### Document segment

↓↓↓

Forget dorm fridges and winecoolers and any other dirt-designed half-assed solutions. combine your flat-screen fund with your fridge fund and buy one of these:
Norcold NRF30 AC / DC Portable Refrigerator / Freezer

post some pics of your cabin- you may have space you can utilize and don't even realize it, for example building in a sliding sink that slides into the quarterberth for example, or one that folds up in the head. Some omnboard water storage will also make you less dock-dependent- it's a sailboat, not a houseboat, dammit!


----------



## katsailor (Jan 6, 2013)

Campmor.com is a great site for camping equipment, check out the jetboil stove, I used one on my motorcycle cross country camping trips. That and a bottle of water was all I needed, you have the luxury of living in a Marina which will give you access to hot showers, toilet that flush, etc. You could even put a grill on the dock if your marina will allow it.

↑↑↑

### Provided information
↓↓↓

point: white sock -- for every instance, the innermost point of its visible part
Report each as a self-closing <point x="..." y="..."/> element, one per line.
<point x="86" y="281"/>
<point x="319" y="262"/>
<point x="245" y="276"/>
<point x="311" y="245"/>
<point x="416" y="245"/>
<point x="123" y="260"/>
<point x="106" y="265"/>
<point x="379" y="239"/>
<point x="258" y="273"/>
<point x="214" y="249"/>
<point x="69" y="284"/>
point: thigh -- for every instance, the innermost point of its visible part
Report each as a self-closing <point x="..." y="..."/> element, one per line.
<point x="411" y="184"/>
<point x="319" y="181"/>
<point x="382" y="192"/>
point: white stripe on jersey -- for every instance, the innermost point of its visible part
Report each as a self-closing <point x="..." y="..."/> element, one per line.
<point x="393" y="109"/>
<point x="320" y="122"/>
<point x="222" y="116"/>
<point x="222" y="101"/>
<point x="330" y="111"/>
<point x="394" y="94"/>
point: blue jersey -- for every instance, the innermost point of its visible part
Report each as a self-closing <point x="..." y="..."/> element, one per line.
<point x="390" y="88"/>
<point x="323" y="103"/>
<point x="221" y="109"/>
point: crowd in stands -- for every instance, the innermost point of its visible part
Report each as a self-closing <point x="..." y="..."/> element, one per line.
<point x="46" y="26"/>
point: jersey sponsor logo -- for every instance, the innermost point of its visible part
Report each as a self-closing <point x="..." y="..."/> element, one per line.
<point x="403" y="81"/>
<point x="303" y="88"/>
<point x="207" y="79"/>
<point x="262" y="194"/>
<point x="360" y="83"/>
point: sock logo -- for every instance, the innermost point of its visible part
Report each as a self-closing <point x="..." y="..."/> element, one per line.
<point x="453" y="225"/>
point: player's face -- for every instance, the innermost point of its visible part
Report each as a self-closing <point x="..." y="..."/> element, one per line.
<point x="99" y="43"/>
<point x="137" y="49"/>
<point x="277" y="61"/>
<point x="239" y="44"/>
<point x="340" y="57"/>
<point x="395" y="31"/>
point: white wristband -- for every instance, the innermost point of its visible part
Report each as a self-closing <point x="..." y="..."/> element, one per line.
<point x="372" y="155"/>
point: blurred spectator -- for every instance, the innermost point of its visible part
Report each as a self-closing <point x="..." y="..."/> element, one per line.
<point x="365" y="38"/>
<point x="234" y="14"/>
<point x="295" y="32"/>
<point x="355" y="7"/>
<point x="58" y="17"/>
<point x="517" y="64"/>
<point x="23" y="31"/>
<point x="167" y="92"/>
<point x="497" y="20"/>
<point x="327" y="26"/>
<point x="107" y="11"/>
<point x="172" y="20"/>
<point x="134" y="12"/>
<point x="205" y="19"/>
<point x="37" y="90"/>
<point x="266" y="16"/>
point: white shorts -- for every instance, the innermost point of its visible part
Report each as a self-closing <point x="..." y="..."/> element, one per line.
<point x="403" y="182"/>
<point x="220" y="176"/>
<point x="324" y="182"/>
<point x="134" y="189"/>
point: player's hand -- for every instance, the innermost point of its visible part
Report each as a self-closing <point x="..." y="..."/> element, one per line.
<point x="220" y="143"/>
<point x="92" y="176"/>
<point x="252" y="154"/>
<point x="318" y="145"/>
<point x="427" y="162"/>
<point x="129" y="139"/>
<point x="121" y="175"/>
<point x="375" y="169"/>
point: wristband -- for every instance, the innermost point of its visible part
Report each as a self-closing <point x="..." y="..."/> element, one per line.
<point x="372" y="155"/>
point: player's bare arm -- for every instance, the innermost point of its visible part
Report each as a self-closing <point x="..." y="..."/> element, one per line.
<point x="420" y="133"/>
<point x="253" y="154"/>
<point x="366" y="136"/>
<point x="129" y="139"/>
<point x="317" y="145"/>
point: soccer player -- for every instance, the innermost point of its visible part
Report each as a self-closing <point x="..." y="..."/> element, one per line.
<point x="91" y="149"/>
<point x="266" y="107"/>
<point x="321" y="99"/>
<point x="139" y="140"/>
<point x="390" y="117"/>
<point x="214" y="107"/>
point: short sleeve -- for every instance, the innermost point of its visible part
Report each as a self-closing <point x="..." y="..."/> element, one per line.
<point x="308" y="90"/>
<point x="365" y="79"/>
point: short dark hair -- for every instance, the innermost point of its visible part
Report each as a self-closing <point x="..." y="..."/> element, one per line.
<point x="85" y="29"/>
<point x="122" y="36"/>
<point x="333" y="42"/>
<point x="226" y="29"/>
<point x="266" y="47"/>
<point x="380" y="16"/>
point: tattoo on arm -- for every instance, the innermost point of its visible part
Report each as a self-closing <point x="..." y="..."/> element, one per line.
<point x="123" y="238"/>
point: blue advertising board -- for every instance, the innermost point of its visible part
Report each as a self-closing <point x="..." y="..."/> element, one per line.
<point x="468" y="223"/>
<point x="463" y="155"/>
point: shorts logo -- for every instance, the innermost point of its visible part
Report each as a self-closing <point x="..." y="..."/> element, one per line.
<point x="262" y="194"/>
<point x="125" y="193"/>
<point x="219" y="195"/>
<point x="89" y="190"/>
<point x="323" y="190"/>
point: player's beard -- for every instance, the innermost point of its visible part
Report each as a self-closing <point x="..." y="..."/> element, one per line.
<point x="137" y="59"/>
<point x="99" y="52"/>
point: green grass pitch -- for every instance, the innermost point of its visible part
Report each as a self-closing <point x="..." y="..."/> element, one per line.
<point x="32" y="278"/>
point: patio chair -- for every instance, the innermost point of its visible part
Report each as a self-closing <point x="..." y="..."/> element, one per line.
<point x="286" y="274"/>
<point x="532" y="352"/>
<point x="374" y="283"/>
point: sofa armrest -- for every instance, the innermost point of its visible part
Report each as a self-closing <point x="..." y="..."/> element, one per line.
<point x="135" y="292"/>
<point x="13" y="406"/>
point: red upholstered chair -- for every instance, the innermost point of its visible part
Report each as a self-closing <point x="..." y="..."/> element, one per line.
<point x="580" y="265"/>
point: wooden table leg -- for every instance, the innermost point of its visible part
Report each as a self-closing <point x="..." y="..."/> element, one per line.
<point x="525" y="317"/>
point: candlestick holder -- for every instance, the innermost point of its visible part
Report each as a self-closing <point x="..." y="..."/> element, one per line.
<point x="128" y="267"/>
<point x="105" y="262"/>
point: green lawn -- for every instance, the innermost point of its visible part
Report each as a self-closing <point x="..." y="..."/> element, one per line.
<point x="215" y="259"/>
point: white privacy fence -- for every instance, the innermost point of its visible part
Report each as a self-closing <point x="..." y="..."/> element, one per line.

↑↑↑

### Stated problem 1
Gather every line of the listing that contains the word "logo".
### Stated problem 2
Extend the forum thread on equipping a sailboat for living aboard at a marina, picking up after its final post.
The forum thread and the listing have nothing to do with each other.

### Final result 1
point: jersey sponsor logo -- for every instance, the innermost point of its visible part
point: sock logo -- for every instance, the innermost point of its visible part
point: shorts logo -- for every instance, the innermost point of its visible part

### Final result 2
----------



## CptBradford (Mar 28, 2013)

haha i agree i may be over doing it i just want to be comfortable and be able to spend my mind with out going crazy just starring at the walls of my cabin on rainy days....i will post some pics of the cabin tomorrow and let yall take a look and see if anyone has any ideas....there is alot of space where a kitchenette used to be but i dont intend to put it back in the boat...but the slide out sink it had may be convenient....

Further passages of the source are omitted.